The Okubo–Weiss criterion in hydrodynamic flows: geometric aspects and further extension

Abstract

The Okubo (1970 Deep Sea Res. 17 445)–Weiss (1991 Physica D 48 273) criterion, has been extensively used as a diagnostic tool to divide a two-dimensional (2D) hydrodynamical flow field into hyperbolic and elliptic regions and to serve as a useful qualitative guide to the complex quantitative criteria. The Okubo–Weiss criterion is frequently validated on empirical grounds by the results ensuing its application. So, we will explore topological implications into the Okubo–Weiss criterion and show the Okubo–Weiss parameter is, to within a positive multiplicative factor, the negative of the Gaussian curvature of the vorticity manifold. The Okubo–Weiss criterion is then reformulated in polar coordinates, and is validated for several examples including the Lamb–Oseen vortex, and the Burgers vortex. These developments are then extended to 2D quasi-geostrophic (QG) flows. The Okubo–Weiss parameter is shown to remain robust under the β-plane approximation to the Coriolis parameter. The Okubo–Weiss criterion is shown to be able to separate the 2D flow-field into coherent elliptic structures and hyperbolic flow configurations very well via numerical simulations of quasi-stationary vortices in QG flows. An Okubo–Weiss type criterion is formulate for 3D axisymmetric slows, and is validated via application to the round Landau–Squire Laminar jet flow.

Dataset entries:
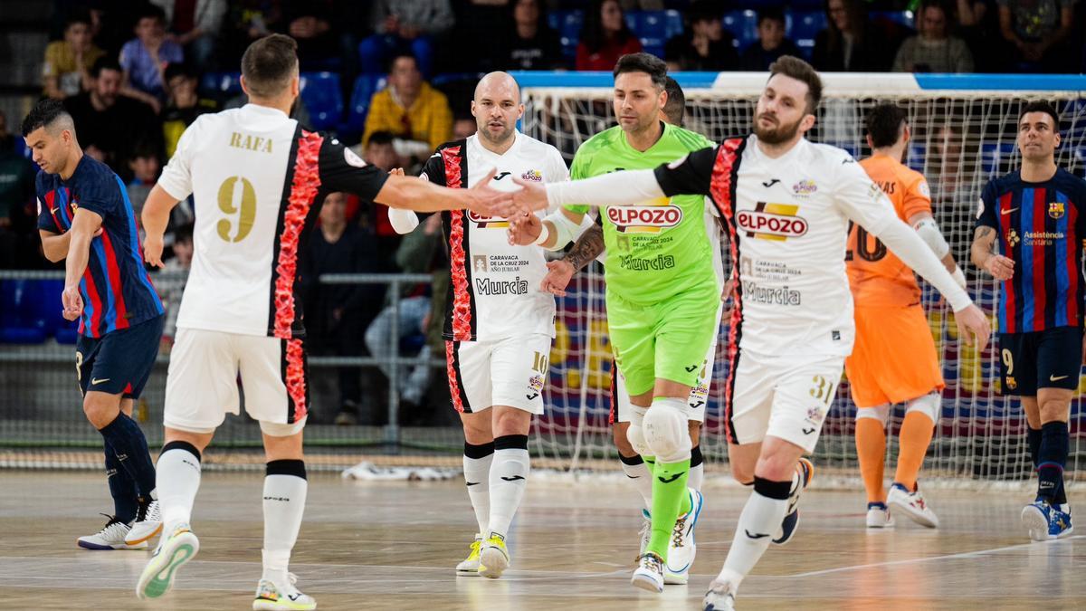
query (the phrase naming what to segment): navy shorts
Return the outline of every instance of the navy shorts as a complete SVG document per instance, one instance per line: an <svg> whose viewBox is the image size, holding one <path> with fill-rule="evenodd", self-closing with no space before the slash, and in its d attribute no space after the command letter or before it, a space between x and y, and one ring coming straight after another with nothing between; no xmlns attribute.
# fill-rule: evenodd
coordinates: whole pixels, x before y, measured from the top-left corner
<svg viewBox="0 0 1086 611"><path fill-rule="evenodd" d="M999 334L1003 395L1035 397L1037 388L1078 388L1083 329L1056 327Z"/></svg>
<svg viewBox="0 0 1086 611"><path fill-rule="evenodd" d="M80 335L75 369L83 394L93 390L138 399L159 358L165 322L162 315L99 338Z"/></svg>

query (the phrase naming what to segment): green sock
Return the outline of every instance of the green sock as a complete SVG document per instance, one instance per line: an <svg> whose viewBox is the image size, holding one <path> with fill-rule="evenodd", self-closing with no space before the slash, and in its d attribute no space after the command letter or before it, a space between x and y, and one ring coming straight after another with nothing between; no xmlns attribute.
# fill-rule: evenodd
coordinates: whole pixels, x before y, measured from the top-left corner
<svg viewBox="0 0 1086 611"><path fill-rule="evenodd" d="M690 459L679 462L656 462L653 473L653 531L645 551L668 559L668 541L675 527L675 520L690 511L686 478Z"/></svg>

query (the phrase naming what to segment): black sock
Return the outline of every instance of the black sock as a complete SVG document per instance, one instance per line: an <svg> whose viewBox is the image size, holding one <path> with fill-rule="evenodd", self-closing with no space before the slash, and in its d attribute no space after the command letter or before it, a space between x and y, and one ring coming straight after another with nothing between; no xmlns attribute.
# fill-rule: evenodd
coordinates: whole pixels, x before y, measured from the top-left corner
<svg viewBox="0 0 1086 611"><path fill-rule="evenodd" d="M147 449L147 438L136 421L124 412L110 424L98 431L105 438L108 446L113 448L121 467L136 483L139 496L150 498L154 490L154 464Z"/></svg>
<svg viewBox="0 0 1086 611"><path fill-rule="evenodd" d="M117 520L128 523L136 520L138 503L136 502L136 482L128 475L116 452L105 442L105 481L110 485L110 496L113 497L113 513Z"/></svg>
<svg viewBox="0 0 1086 611"><path fill-rule="evenodd" d="M1066 502L1063 488L1063 466L1068 462L1070 439L1068 423L1049 422L1040 427L1040 450L1037 456L1037 500L1050 504ZM1062 496L1060 500L1058 497Z"/></svg>

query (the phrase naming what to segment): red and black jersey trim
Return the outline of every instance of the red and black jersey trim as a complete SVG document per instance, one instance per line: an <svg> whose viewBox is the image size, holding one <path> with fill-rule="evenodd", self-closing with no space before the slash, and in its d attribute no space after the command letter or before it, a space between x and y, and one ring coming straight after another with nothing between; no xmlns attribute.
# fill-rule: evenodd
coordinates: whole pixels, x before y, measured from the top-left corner
<svg viewBox="0 0 1086 611"><path fill-rule="evenodd" d="M740 240L741 232L735 224L735 189L738 186L740 160L746 138L729 138L717 149L717 159L712 165L712 179L709 192L712 197L720 219L728 232L728 244L732 260L732 315L728 331L728 379L724 383L724 436L729 444L738 444L735 436L733 400L735 397L735 372L740 364L740 341L743 339L743 284L738 282Z"/></svg>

Problem details –
In the abstract about the Okubo–Weiss criterion, what is the Okubo–Weiss parameter shown to be, to within a positive multiplicative factor?

Reply –
It is the negative of the Gaussian curvature of the vorticity manifold.